Trecho do texto:
Além disso, em períodos de estiagem, como os que têm se tornado cada vez mais frequentes devido às mudanças climáticas, a dependência da energia hidrelétrica revela suas fraquezas.
A escassez de água nos reservatórios leva à necessidade de racionamento de energia e à mudança da bandeira tarifária para vermelha, que representa custos adicionais para toda a sociedade, incluindo consumidores domésticos e industriais. Essa elevação nos custos energéticos se reflete diretamente na cadeia produtiva, elevando os preços de bens e serviços e contribuindo para a inflação. Dessa forma, os carros elétricos, ao dependerem de uma matriz energética sujeita a tais variações, não estão isentos de contribuir para problemas econômicos mais amplos.
Outra questão é que quando há escassez hídrica, para dar conta da demanda atual de energia, as usinas termoelétricas (que usam fontes como petróleo) são acionadas. Com uma frota maior de veículos demandando energia, é óbvio que a a necessidade de acioná-las será mais frequente, ou mais barragens e usinas hidrelétricas precisarão ser construídas. A energia solar ainda representa pouco na matriz energética.
Outro ponto que merece destaque é a autonomia das baterias dos carros elétricos, que ainda é um desafio significativo. Modelos populares, como o Nissan Leaf, oferecem uma autonomia média de cerca de 240 km por carga, enquanto veículos como o Tesla Model 3 podem alcançar até 500 km em condições ideais. No entanto, esses números muitas vezes não correspondem à realidade do uso cotidiano, especialmente em condições adversas, como trânsito intenso ou climas extremos. No Brasil, sabemos que existe ainda o problema da precariedade das estradas e rodovias.
O tempo de recarga também é um fator limitante. Mesmo com carregadores rápidos, que podem recarregar 80% da bateria em cerca de 30 minutos, ainda é um tempo considerável comparado ao abastecimento de um veículo a combustão.
Além dessas questões, a infraestrutura de recarga é um desafio. A oferta de pontos ainda é limitada, especialmente fora dos grandes centros urbanos, o que restringe a mobilidade e a conveniência dos veículos elétricos. Para quem depende do carro para percorrer longas distâncias, a falta de infraestrutura adequada pode ser um empecilho significativo.
Apesar dos problemas mencionados, os carros elétricos também oferecem benefícios inegáveis. Eles são mais silenciosos, têm menos peças móveis, o que reduz a necessidade de manutenção, e, em áreas urbanas, podem contribuir para a redução da poluição do ar. Contudo, esses aspectos positivos precisam ser ponderados para se concluir que compensam os desafios ambientais, econômicos e sociais envolvidos em sua produção e uso. E mesmo sendo vantajosos, a questão que se apresenta neste texto é refletir se realmente eles tem somente vantagens, como a publicidade tenta incutir, tendo provavelmente a intenção de valorizar o preço de venda dos mesmos. Ou seja, uma estratégica empresarial ou mercadológica / marqueteira.

Exercício breve: Prossiga o texto sobre os carros elétricos a partir do ponto em que ele termina. Os dados apresentados adiante não têm qualquer relação com esta tarefa.

Dados extraídos:
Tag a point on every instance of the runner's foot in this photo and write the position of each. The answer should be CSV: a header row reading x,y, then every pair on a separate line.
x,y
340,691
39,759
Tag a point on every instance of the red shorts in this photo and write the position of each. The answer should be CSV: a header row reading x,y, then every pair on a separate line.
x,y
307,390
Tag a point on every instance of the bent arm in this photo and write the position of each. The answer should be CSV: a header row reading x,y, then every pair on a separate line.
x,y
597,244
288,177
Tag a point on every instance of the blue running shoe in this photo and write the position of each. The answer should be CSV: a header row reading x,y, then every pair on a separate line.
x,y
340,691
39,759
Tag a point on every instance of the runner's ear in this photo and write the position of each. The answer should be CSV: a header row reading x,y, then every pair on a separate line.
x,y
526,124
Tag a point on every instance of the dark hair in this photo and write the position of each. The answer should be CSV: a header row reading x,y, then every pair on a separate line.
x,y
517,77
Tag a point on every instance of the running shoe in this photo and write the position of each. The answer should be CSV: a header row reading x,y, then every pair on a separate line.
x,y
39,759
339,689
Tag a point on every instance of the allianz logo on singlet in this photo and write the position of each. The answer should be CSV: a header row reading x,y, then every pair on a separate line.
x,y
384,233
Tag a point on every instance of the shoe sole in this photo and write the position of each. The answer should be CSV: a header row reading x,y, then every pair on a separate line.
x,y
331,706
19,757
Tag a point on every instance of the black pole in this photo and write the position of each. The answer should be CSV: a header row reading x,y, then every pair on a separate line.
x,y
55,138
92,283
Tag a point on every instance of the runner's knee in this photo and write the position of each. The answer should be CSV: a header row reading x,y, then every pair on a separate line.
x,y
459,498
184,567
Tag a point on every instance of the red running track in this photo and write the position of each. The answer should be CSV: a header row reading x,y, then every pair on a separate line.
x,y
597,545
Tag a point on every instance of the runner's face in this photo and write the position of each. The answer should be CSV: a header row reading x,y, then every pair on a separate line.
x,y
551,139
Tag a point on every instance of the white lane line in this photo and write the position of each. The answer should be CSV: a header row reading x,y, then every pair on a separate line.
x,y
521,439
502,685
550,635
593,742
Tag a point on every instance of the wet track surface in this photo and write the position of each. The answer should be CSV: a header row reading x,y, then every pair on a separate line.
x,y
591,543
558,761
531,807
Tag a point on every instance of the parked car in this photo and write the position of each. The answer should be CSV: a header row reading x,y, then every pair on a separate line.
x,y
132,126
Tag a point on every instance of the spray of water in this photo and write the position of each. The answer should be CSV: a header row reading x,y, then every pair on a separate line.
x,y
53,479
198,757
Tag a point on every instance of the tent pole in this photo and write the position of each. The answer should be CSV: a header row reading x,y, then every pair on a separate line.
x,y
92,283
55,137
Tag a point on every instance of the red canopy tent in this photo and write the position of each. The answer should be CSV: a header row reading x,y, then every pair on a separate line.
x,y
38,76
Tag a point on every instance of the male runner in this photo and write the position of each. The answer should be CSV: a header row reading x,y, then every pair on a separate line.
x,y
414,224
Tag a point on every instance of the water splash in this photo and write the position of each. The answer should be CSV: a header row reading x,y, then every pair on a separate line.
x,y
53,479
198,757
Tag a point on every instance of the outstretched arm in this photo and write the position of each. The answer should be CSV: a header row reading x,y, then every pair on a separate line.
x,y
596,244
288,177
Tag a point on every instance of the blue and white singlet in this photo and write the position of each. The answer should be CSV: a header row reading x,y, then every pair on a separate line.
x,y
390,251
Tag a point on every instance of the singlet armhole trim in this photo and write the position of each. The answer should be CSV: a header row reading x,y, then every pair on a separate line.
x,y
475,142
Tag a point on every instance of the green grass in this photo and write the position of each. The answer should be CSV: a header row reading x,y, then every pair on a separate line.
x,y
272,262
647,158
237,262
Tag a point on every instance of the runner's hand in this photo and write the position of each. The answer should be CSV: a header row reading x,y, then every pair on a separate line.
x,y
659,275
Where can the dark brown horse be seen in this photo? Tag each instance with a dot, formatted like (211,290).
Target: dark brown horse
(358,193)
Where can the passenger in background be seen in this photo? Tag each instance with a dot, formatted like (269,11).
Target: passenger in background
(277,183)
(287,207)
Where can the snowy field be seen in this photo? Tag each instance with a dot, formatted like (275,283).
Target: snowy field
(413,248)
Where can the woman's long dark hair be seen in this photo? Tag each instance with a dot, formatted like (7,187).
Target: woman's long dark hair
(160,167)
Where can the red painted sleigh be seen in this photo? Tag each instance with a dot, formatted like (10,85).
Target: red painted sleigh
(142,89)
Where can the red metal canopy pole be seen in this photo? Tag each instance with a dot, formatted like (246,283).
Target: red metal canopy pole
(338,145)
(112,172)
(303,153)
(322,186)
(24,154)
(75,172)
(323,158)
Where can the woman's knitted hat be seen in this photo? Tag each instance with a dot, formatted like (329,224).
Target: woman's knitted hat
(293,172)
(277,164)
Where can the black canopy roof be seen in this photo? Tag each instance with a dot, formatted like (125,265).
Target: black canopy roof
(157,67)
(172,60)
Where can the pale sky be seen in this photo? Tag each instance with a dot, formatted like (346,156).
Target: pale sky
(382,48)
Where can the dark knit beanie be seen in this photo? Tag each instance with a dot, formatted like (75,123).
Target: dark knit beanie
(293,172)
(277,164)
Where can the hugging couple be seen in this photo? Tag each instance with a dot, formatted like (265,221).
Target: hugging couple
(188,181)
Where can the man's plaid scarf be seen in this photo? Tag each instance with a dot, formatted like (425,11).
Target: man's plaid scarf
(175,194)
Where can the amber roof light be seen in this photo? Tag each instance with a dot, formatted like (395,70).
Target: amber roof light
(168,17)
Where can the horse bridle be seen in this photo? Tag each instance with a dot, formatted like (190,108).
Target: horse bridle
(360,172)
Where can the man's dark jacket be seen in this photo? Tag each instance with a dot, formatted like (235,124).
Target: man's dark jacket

Resposta:
A sustentabilidade é um conceito que vai além da simples substituição de uma tecnologia por outra. Envolve repensar todo o modelo de mobilidade urbana e as prioridades da sociedade.
Nesse contexto, o governo e a sociedade (já que o setor produtivo tende a pensar pela lógica do lucro) deveriam considerar alternativas mais abrangentes, como o investimento em transporte coletivo de qualidade, com preços acessíveis, horários adequados e uma rede que atenda efetivamente às necessidades da população.
Nas palavras do Geógrafo David Harvey, o interesse que o capital tem na construção da cidade é semelhante à lógica de uma empresa que visa ao lucro. Isso foi um aspecto importante no surgimento do capitalismo. E continua a ser. Cidades deveriam ser para as pessoas e não para o capital.
Cidades deveriam ser planejadas para facilitar o deslocamento a pé, de bicicleta e por meios alternativos integrados a um sistema de transporte público eficiente. A ideia de "cidade inteligente" para o cidadão, defendida por autores como David Harvey, sugere uma reconfiguração do espaço urbano que priorize as necessidades humanas sobre os interesses do comércio e a lógica de circulação pautada nos veículos.
A indústria automobilística, naturalmente, continuará a buscar alternativas que sejam lucrativas, independentemente de serem verdadeiramente sustentáveis ou não. Portanto, cabe aos formuladores de políticas públicas, aos urbanistas e à sociedade como um todo pressionar por soluções que realmente promovam o bem-estar coletivo e a preservação do meio ambiente.
Cabe também à sociedade utilizar da melhor maneira possível os recursos ao seu dispor, na medida de suas possibilidades, e principalmente não cair na armadilha de aceitar soluções que são meramente simbólicas, ou que são supervalorizadas.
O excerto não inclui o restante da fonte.